--- Extrait fourni ---

Le président Yoweri Museveni, qui dirige l’Ouganda d’une main de fer depuis 1986, a promulgué en mai dernier un texte prévoyant de lourdes peines pour les personnes ayant des relations homosexuelles, l’un des plus répressifs au monde.
Cette loi a suscité une vague d’indignation d’organisations de défense des droits humains et de nombreux pays occidentaux. Elle a également fait craindre aux patients et agents de santé d’être dénoncés à la police, toute personne reconnue coupable d’une vague « promotion » de l’homosexualité risquant jusqu’à 20 ans de prison.
Dix ans d’interdiction d’exercer sont également prévus pour les organisations reconnues coupables d’avoir encouragé les activités homosexuelles.
Lorsque la loi est arrivée devant le Parlement, les débats furent émaillés d’insultes homophobes. « Nous avons reçu de nombreux appels de personnes (anciens patients, ndlr) nous demandant de les retirer de nos systèmes », se désole Brian.
Et depuis, la fréquentation de la clinique n’a cessé de chuter.
Environ 35 % des personnes ayant accès aux services de prévention du VIH ne vont plus dans son établissement, tandis que 10 % de celles qui avaient besoin d’antirétroviraux ont également cessé tout contact, explique-t-il.
« Nous avons perdu trois salariés qui ont déclaré qu’ils ne pouvaient pas travailler dans un tel climat pour leur propre sécurité, leur carrière et leurs familles », réduisant ainsi les effectifs de plus d’un quart, ajoute Brian.
Et certains patients, qui arrêtent de prendre des traitements ont leur charge virale qui augmente, ce qui accroît les risques de transmission du VIH et va aggraver leur état de santé.
« Peur et paranoïa »
Le ministère de la Santé a ordonné aux centres de soins de veiller à ce que personne ne soit discriminé ou ne se voit refuser des services médicaux.
Mais cela n’a pas réussi à rassurer ceux qui travaillent sur le terrain.
« Nous avons vu des personnes être arrêtées en possession de lubrifiants ou de préservatifs », affirme Richard Lusimbo, directeur général du Uganda Key Populations Consortium, une association de défense des droits humains.
Durant les débats au Parlement en mars, la police a arrêté six hommes à Jinja, dans l’est du pays, après avoir trouvé en leur possession 192 tubes de lubrifiants, un drapeau arc-en-ciel et des brochures sur la communauté LGBT+.

--- Données fournies ---

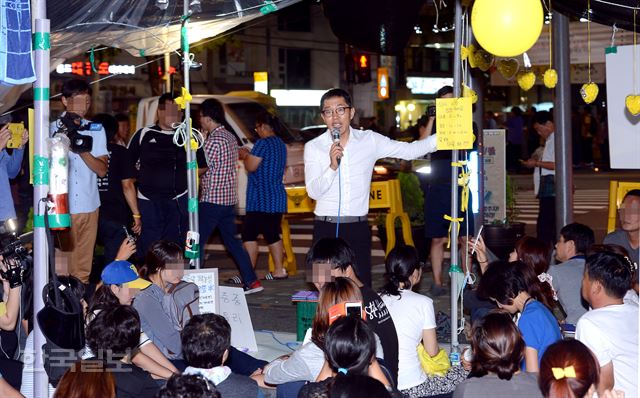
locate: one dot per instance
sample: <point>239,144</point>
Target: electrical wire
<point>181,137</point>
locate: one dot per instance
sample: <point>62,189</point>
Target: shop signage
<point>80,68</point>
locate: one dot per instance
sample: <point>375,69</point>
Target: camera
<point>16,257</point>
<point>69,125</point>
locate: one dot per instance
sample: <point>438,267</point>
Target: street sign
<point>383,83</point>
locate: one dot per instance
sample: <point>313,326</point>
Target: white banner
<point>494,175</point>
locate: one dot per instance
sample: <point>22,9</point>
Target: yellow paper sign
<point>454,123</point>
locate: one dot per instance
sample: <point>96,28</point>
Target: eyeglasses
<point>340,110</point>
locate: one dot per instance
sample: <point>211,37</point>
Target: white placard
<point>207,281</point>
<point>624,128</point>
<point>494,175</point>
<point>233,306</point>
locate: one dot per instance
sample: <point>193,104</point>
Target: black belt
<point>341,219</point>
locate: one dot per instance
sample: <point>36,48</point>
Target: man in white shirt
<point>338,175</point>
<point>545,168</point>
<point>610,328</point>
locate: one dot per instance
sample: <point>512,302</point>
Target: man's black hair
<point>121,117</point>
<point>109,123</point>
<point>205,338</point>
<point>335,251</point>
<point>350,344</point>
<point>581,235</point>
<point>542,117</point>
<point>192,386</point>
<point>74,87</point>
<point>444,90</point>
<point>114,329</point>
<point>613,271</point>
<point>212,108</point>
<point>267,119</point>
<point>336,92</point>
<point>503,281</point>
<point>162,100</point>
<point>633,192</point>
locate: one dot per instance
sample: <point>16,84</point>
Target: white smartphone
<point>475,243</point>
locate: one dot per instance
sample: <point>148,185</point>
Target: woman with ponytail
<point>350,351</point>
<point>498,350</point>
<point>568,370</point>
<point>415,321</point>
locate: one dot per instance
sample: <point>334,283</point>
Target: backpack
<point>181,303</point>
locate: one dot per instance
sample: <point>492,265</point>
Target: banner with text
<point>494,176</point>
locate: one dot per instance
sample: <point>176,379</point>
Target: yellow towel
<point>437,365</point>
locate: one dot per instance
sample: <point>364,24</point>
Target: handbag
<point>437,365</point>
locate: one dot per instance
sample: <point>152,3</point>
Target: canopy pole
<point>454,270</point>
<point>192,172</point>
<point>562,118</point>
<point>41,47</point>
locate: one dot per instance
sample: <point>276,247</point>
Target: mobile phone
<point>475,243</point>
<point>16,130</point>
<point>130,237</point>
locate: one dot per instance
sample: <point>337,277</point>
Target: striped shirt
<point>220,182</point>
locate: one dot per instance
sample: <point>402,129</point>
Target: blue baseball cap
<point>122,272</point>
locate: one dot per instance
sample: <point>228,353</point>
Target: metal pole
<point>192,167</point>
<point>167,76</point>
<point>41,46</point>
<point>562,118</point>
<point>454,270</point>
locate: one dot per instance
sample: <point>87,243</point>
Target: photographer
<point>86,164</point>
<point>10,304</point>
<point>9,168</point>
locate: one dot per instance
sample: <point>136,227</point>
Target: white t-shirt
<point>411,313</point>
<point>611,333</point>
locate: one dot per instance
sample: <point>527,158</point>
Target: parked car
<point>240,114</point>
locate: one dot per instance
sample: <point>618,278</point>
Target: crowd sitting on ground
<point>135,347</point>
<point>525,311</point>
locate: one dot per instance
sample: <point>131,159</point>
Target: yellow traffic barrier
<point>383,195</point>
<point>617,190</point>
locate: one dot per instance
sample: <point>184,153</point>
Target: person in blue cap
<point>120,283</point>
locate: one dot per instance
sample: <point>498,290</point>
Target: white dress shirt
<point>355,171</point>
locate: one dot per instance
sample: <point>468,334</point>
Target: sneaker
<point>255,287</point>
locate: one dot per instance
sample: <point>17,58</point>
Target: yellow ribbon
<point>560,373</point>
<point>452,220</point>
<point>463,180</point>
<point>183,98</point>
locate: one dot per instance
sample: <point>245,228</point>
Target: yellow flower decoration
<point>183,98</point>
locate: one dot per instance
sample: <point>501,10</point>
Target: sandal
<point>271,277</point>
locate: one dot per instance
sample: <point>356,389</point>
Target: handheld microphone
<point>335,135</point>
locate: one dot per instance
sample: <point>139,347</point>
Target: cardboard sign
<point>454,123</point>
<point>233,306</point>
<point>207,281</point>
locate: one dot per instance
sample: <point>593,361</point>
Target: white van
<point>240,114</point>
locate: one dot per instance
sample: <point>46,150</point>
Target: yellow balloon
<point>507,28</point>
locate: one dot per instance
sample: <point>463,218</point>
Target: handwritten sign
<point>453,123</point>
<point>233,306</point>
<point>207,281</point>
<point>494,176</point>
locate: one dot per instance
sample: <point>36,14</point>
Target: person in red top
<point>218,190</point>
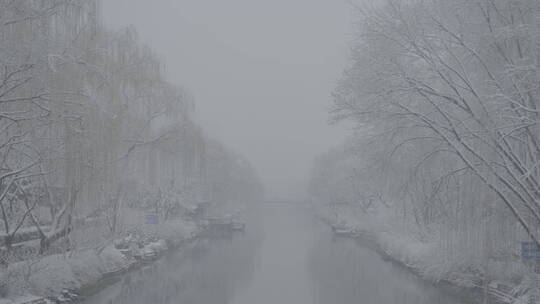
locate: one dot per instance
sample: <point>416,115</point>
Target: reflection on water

---

• _Action demandée 1_
Selon l'extrait fourni sur la loi ougandaise, combien de tubes de lubrifiants la police a-t-elle trouvés sur les six hommes arrêtés à Jinja ?
• _Action demandée 2_
Poursuivez l'extrait fourni sur la loi ougandaise contre l'homosexualité après sa dernière phrase.

• _Résultat attendu 1_
192 tubes de lubrifiants.

• _Résultat attendu 2_
Ils ont passé plus de trois mois en prison avant d’être libérés sous caution et d’être notamment poursuivis pour « recrutement d’adultes de sexe masculin dans des actes homosexuels ».
Cette nouvelle loi a créé « beaucoup de peur et de paranoïa », soutient Richard Lusimbo.
« Si rien n’est fait pour l’annuler, nous allons assister à une augmentation des infections », poursuit-il.
L’Onusida et le Fonds mondial de lutte contre le sida, la tuberculose et le paludisme ont notamment averti que les progrès de l’Ouganda dans la lutte contre le sida sont « gravement menacés » par cette nouvelle législation.
Mais le directeur général des services de santé ougandais, Henry Mwebesa, assure à l’AFP que le pays est sur la « bonne voie pour mettre fin au sida en tant que défi de santé publique d’ici 2030 ».
« Contrairement à certaines allégations exagérées, les services sont assurés sans discrimination », soutient-il.
« Réparer les dégâts »
Au troisième étage de la clinique, Brian cherche avec son équipe des moyens de soigner les patients sans les mettre en danger.
« Nous avons ouvert une ligne WhatsApp » afin de pouvoir joindre directement les clients, dit Brian, évoquant également le recours à la télémédecine.
Les colis ne sont en outre pas étiquetés pour éviter tout risque d’identification et de ciblage des destinataires.
Mais ces mesures ne sont pas suffisantes pour apaiser Brian et ses collègues. « Quand nous arrivons au travail, nous nous attendons au pire », confie-t-il.
Même si la loi est abrogée, le mal est fait selon Brian, qui affirme que les Ougandais « se sont radicalisés » et que la législation a « renforcé l’homophobie ».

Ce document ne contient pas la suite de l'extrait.